[Page extract]
QUESTION: We’re just hearing about this, though. I mean --
MS. NULAND: No, you’re not. We’ve been very clear about this from the very beginning.
QUESTION: Toria, Ambassador Jones, is she already in Libya? Is she going to Libya? What is the status? And – sorry, yeah, could you share with us?
MS. NULAND: She’s been nominated by the President. She has to have a confirmation hearing before she can go.
QUESTION: Right. Oh, okay.
MS. NULAND: Right?
QUESTION: I stand corrected (inaudible). That’s true.
MS. NULAND: American system, yeah, right.
MS. NULAND: All right.
QUESTION: So how long will the process take, if I --
MS. NULAND: You could ask that question of the Senate, of whom we need now advice and consent.
QUESTION: The UN Special Rapporteur for Counterterrorism and Human Rights just concluded a visit in Pakistan, and at the end of the visit, he gave a statement saying that the U.S. drone campaign in Pakistan is a violation of international law. Do you have any comment on that?
MS. NULAND: We’ve seen his press release. I’m obviously not going to speak about classified information here. What I would say, Dana, is that we have a strong, ongoing counterterrorism dialogue with Pakistan, and that will continue.
QUESTION: Toria, you seem to be a little bit disparaging of his press release.
MS. NULAND: I simply said it was a press release. We haven’t seen a report.
QUESTION: You are expecting --
MS. NULAND: He’s only made – there’s only a press release so far.
QUESTION: -- to see a --
MS. NULAND: I don’t know if we will, but we haven’t seen it yet.
QUESTION: On your comment on timely, free and fair elections that’s what U.S. expectation is on Pakistani elections, is U.S. assisting Pakistan in some ways in these – conducting these elections? Because I think there was some provisions in the Kerry-Lugar-Berman bill in this regard.
MS. NULAND: Let me take that one, Lalit. I don't know whether Pakistan has requested or whether we have any election support programs in Pakistan. I’ll check.
QUESTION: Can I ask – on Monday, there’s a UN arms treaty conference which is starting up in New York. Could I ask what the American position is on the arms treaty and what you’re hoping to get out of the conference?
QUESTION: (Inaudible) couple hours or an hour until the statement? (Laughter.)

[Extracted entries]
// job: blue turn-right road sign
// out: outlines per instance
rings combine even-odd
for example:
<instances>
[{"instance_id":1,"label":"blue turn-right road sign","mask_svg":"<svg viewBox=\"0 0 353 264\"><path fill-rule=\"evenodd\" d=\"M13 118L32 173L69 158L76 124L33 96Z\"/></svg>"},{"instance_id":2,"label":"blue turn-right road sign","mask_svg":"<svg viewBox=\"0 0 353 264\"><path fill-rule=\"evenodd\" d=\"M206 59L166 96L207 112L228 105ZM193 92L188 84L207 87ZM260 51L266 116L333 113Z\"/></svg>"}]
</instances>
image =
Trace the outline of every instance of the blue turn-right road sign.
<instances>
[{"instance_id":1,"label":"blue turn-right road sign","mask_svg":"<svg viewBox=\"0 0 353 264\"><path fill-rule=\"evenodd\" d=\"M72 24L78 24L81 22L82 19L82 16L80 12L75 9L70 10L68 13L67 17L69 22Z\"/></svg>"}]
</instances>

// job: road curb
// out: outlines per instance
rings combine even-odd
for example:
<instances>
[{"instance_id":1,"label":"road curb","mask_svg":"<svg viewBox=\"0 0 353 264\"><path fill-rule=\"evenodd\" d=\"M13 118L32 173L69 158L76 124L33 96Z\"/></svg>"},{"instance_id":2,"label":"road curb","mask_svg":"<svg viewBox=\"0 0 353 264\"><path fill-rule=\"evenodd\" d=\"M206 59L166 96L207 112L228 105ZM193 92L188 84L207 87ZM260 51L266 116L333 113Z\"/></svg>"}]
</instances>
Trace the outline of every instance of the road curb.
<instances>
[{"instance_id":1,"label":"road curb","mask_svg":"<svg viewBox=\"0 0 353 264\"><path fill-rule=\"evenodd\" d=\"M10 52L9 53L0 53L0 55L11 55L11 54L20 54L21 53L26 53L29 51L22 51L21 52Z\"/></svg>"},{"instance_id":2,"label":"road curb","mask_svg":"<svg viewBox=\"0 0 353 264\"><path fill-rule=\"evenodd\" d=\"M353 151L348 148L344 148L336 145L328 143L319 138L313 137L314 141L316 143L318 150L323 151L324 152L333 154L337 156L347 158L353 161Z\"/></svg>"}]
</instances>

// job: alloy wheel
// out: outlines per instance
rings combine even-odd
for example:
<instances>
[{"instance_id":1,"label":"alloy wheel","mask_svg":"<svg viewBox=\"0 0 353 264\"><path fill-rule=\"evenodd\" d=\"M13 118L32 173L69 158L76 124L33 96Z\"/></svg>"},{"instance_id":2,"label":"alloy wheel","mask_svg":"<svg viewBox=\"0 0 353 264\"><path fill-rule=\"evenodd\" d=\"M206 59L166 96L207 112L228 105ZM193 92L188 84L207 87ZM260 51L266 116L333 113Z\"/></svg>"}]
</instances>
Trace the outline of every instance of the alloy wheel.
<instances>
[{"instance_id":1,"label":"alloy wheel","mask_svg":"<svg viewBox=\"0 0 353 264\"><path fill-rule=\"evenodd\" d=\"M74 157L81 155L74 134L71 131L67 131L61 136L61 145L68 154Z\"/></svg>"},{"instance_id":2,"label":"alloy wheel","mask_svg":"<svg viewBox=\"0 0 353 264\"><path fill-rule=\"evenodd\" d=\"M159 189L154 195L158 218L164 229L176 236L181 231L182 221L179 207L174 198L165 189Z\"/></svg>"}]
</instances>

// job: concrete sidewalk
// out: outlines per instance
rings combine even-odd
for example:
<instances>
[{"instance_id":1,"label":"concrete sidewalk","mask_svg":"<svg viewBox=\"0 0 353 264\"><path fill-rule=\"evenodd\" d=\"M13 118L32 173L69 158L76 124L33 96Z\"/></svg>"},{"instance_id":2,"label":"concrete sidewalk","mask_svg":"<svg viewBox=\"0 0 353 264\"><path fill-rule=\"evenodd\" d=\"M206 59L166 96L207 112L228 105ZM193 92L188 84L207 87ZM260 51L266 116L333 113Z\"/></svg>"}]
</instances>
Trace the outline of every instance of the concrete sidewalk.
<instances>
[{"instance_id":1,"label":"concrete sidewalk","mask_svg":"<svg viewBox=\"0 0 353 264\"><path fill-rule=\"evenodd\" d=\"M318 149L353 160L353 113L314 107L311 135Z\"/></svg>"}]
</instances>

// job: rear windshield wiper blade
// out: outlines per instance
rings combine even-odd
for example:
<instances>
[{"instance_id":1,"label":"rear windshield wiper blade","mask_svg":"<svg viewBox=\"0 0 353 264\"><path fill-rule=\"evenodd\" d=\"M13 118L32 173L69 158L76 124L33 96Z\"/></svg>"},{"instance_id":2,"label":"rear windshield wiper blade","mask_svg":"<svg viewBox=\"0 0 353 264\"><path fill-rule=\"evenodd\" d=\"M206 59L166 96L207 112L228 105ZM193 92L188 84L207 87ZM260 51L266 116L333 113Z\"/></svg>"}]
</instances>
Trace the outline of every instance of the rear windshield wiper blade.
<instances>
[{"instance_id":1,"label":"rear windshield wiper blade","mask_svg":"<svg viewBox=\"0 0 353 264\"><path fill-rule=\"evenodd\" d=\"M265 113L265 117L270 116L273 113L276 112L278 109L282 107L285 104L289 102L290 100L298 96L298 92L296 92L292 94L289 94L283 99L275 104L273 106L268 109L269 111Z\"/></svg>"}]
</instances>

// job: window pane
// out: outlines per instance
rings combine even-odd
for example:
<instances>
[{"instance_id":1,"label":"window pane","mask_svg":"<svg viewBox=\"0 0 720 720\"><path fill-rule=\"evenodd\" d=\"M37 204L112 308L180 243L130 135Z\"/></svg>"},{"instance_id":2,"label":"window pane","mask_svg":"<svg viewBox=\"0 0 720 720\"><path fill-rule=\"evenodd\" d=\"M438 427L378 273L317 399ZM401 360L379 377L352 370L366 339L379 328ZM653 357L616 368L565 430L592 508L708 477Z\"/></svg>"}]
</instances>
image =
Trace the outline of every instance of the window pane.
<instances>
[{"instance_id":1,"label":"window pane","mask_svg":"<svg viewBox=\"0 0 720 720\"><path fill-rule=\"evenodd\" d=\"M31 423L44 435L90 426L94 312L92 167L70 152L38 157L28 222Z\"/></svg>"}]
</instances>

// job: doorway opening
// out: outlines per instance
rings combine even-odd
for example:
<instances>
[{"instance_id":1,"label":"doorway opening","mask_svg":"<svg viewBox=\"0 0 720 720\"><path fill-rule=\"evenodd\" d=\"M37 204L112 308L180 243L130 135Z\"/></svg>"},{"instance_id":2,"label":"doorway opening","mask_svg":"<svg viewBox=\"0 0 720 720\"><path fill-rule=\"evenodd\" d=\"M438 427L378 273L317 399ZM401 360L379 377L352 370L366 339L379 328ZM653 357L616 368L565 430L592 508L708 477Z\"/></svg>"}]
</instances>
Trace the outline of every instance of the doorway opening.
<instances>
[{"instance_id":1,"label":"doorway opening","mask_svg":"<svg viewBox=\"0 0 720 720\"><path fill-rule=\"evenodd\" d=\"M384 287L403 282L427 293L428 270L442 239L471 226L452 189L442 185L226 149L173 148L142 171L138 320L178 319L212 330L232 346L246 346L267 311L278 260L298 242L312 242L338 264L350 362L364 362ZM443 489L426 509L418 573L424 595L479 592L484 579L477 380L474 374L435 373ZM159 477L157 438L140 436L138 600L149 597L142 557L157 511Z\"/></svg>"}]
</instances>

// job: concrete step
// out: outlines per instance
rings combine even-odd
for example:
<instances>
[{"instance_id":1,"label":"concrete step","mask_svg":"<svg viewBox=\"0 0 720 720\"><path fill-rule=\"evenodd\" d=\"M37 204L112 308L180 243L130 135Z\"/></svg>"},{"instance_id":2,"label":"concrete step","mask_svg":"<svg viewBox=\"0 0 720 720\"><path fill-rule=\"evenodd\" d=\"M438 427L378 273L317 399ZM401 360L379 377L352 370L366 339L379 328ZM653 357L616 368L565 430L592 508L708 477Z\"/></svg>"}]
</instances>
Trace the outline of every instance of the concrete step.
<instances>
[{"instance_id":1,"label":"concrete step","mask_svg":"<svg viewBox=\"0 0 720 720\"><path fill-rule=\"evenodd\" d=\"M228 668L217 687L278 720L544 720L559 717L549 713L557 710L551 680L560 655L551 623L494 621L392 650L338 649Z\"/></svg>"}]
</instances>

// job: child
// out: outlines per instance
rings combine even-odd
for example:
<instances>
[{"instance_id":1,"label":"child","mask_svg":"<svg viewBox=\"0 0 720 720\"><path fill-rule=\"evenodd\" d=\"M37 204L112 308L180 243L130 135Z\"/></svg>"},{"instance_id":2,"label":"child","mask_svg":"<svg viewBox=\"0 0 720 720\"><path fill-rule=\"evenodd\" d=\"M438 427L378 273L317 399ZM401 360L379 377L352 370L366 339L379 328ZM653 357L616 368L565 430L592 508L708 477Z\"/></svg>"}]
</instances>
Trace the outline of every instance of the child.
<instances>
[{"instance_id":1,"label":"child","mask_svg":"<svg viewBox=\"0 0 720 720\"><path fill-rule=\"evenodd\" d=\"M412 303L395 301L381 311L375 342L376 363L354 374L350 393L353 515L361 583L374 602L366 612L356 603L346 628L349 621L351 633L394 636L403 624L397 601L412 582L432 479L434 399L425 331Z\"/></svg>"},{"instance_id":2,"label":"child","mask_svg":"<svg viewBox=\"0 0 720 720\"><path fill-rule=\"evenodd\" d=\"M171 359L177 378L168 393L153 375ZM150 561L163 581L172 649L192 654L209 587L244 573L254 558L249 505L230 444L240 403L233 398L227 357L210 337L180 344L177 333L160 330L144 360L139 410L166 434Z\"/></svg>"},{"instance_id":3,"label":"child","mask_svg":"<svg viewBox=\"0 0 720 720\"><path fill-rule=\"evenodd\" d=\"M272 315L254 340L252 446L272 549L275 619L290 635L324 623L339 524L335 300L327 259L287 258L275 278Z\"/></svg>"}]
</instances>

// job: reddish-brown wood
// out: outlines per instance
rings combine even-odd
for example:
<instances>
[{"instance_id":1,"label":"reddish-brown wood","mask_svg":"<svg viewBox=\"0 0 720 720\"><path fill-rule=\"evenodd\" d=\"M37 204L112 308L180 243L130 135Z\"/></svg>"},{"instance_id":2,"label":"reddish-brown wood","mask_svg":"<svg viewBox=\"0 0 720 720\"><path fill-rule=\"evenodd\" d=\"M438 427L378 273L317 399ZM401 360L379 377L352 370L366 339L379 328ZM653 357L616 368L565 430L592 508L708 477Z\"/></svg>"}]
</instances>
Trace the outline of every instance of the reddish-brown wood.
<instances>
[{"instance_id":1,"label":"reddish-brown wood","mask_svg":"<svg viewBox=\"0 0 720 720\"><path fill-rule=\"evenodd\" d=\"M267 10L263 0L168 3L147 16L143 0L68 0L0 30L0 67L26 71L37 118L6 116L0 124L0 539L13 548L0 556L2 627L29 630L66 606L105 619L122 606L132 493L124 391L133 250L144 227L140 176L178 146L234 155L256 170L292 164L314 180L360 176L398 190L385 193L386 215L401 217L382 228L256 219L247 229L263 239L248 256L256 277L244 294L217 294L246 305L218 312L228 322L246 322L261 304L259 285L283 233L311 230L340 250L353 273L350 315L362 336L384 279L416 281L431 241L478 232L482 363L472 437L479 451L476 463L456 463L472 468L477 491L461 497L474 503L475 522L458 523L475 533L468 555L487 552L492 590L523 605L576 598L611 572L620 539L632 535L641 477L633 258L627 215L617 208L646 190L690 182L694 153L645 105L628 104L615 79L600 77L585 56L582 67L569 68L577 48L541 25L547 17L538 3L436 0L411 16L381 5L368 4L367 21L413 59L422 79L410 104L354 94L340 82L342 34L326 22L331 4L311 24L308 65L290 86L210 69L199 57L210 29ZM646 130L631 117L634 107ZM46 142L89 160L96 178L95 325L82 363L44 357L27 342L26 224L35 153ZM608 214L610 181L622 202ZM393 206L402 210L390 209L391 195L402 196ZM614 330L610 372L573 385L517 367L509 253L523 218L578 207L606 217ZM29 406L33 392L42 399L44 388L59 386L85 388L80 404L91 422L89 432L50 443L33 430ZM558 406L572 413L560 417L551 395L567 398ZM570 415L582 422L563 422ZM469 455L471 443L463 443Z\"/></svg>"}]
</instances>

[Objective] Copy the briefing transcript word for word, everything from "QUESTION: The UN" down to "release so far.".

[Exercise response]
QUESTION: The UN Special Rapporteur for Counterterrorism and Human Rights just concluded a visit in Pakistan, and at the end of the visit, he gave a statement saying that the U.S. drone campaign in Pakistan is a violation of international law. Do you have any comment on that?
MS. NULAND: We’ve seen his press release. I’m obviously not going to speak about classified information here. What I would say, Dana, is that we have a strong, ongoing counterterrorism dialogue with Pakistan, and that will continue.
QUESTION: Toria, you seem to be a little bit disparaging of his press release.
MS. NULAND: I simply said it was a press release. We haven’t seen a report.
QUESTION: You are expecting --
MS. NULAND: He’s only made – there’s only a press release so far.